### DESCRIPTION OF THE TASK
Would you set down every entry shown below, precisely as written?

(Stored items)
● ● ● ● ●

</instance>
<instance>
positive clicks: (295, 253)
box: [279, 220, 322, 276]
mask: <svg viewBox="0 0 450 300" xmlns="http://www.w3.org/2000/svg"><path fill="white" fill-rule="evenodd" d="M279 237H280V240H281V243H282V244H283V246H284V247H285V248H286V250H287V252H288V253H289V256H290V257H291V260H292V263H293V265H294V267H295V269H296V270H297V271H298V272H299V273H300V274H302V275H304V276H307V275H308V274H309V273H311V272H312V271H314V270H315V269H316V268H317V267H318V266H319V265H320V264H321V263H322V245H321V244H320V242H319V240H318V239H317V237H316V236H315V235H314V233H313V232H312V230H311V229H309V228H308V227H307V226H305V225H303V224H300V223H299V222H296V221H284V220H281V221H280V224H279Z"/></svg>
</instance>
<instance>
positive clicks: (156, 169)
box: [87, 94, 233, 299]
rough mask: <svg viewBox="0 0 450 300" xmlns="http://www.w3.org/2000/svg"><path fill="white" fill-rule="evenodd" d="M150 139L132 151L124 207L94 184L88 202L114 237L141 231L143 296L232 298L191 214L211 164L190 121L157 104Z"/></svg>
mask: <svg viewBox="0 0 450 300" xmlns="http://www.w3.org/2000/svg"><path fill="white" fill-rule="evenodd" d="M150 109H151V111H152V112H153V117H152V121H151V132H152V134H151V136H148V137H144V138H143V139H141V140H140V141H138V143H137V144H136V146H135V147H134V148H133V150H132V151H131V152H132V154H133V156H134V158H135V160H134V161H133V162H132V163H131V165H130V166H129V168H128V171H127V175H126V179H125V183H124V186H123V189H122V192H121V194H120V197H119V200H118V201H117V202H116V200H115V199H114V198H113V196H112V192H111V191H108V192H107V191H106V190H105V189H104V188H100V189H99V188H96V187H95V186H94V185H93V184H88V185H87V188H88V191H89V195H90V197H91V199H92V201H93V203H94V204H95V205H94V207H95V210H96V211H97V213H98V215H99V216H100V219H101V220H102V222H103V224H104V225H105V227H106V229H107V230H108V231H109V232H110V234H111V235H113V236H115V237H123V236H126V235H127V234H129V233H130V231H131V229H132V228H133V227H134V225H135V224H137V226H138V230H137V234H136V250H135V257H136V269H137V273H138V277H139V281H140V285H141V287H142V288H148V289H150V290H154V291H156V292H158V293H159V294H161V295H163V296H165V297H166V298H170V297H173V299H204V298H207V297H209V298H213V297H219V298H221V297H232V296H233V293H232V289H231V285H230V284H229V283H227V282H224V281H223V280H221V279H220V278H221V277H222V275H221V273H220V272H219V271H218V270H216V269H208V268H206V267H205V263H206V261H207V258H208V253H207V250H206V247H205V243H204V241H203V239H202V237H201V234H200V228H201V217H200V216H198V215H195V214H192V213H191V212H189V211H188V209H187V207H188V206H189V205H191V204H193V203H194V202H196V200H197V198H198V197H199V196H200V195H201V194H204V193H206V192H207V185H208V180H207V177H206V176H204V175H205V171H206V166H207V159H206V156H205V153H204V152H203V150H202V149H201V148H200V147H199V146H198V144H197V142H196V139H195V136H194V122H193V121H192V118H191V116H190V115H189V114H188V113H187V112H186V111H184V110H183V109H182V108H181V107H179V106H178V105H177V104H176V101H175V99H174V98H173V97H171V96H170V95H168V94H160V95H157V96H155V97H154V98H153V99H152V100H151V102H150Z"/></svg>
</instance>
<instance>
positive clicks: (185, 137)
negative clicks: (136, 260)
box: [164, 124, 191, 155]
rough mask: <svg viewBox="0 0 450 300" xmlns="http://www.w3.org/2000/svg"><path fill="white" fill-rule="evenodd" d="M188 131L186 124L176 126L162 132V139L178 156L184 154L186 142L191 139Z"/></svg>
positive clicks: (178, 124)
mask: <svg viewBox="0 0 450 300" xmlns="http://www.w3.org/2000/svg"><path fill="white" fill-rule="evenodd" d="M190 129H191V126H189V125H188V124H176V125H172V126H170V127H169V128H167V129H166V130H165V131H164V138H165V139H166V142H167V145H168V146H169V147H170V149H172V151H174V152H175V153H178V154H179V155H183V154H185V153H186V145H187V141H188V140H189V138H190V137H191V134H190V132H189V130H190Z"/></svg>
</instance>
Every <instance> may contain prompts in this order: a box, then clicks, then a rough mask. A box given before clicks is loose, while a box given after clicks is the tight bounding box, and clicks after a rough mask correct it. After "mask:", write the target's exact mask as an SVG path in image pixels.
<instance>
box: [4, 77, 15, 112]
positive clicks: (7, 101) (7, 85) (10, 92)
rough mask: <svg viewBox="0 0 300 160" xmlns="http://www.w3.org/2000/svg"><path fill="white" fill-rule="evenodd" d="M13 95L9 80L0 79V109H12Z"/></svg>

● ● ● ● ●

### RESULT BELOW
</instance>
<instance>
positive clicks: (295, 253)
box: [279, 220, 322, 276]
mask: <svg viewBox="0 0 450 300" xmlns="http://www.w3.org/2000/svg"><path fill="white" fill-rule="evenodd" d="M279 237H280V240H281V243H282V244H283V246H284V247H285V248H286V250H287V252H288V253H289V256H290V257H291V260H292V263H293V265H294V267H295V269H296V270H297V271H298V272H299V273H300V274H302V275H304V276H307V275H308V274H309V273H311V272H312V271H314V270H315V269H316V268H317V267H318V266H319V265H320V264H321V263H322V245H321V244H320V242H319V240H318V239H317V237H316V236H315V235H314V233H313V232H312V230H311V229H309V228H308V227H307V226H305V225H303V224H300V223H299V222H296V221H284V220H281V221H280V224H279Z"/></svg>
</instance>
<instance>
positive clicks: (156, 169)
box: [87, 94, 233, 299]
rough mask: <svg viewBox="0 0 450 300" xmlns="http://www.w3.org/2000/svg"><path fill="white" fill-rule="evenodd" d="M150 139L132 151L124 207L94 184L88 202L114 237L141 231L143 296L232 298L191 214L211 164L190 121L157 104Z"/></svg>
mask: <svg viewBox="0 0 450 300" xmlns="http://www.w3.org/2000/svg"><path fill="white" fill-rule="evenodd" d="M150 109H151V111H152V112H153V117H152V121H151V132H152V134H151V136H148V137H144V138H143V139H141V140H140V141H138V143H137V144H136V146H135V147H134V148H133V150H132V151H131V152H132V154H133V156H134V158H135V160H134V161H133V162H132V163H131V165H130V166H129V168H128V171H127V175H126V179H125V183H124V186H123V189H122V192H121V194H120V197H119V200H118V201H117V202H116V200H115V199H114V198H113V196H112V192H111V191H108V192H107V191H106V190H105V189H104V188H100V189H99V188H96V187H95V186H94V185H93V184H88V185H87V188H88V191H89V195H90V197H91V199H92V201H93V203H94V204H95V205H94V207H95V210H96V211H97V213H98V215H99V216H100V219H101V220H102V222H103V224H104V225H105V227H106V229H107V230H108V231H109V232H110V234H111V235H113V236H115V237H123V236H126V235H127V234H129V233H130V231H131V229H132V228H133V227H134V225H135V224H137V226H138V230H137V234H136V250H135V257H136V269H137V273H138V277H139V281H140V285H141V287H142V288H148V289H150V290H154V291H156V292H158V293H159V294H161V295H163V296H165V297H166V298H170V297H173V299H204V298H207V297H209V298H213V297H219V298H221V297H232V296H233V293H232V289H231V285H230V284H229V283H227V282H224V281H223V280H221V279H220V278H221V277H222V275H221V273H220V272H219V271H218V270H216V269H208V268H206V267H205V263H206V261H207V258H208V253H207V250H206V247H205V243H204V241H203V239H202V237H201V234H200V228H201V217H200V216H198V215H195V214H192V213H191V212H189V211H188V209H187V207H188V206H189V205H191V204H193V203H194V202H196V200H197V198H198V197H199V196H200V195H201V194H204V193H206V192H207V185H208V180H207V177H206V176H204V175H205V171H206V166H207V159H206V156H205V153H204V152H203V150H202V149H201V148H200V147H199V146H198V144H197V142H196V139H195V136H194V122H193V121H192V118H191V116H190V115H189V114H188V113H187V112H186V111H184V110H183V109H182V108H181V107H179V106H178V105H177V104H176V101H175V99H174V98H173V97H171V96H170V95H168V94H160V95H157V96H155V97H154V98H153V99H152V100H151V102H150Z"/></svg>
</instance>
<instance>
positive clicks: (185, 137)
negative clicks: (136, 260)
box: [164, 124, 191, 155]
rough mask: <svg viewBox="0 0 450 300" xmlns="http://www.w3.org/2000/svg"><path fill="white" fill-rule="evenodd" d="M188 131L186 124L176 126L162 132V139L178 156L184 154L186 142L191 139Z"/></svg>
positive clicks: (178, 124)
mask: <svg viewBox="0 0 450 300" xmlns="http://www.w3.org/2000/svg"><path fill="white" fill-rule="evenodd" d="M190 129H191V126H189V125H188V124H176V125H172V126H170V127H169V128H167V129H166V130H165V131H164V138H165V139H166V142H167V145H168V146H169V147H170V149H172V151H174V152H175V153H178V154H179V155H183V154H185V153H186V145H187V141H188V140H189V138H190V137H191V134H190V132H189V130H190Z"/></svg>
</instance>
Every <instance> may contain prompts in this order: a box, then clicks, then a rough mask. A box given before clicks is loose, while a box given after clicks is the tight bounding box, and clicks after a rough mask correct it. After "mask:", write the target's exact mask as an SVG path in image pixels.
<instance>
box: [4, 77, 15, 112]
positive clicks: (7, 101) (7, 85) (10, 92)
rough mask: <svg viewBox="0 0 300 160" xmlns="http://www.w3.org/2000/svg"><path fill="white" fill-rule="evenodd" d="M13 95L9 80L0 79V109H12Z"/></svg>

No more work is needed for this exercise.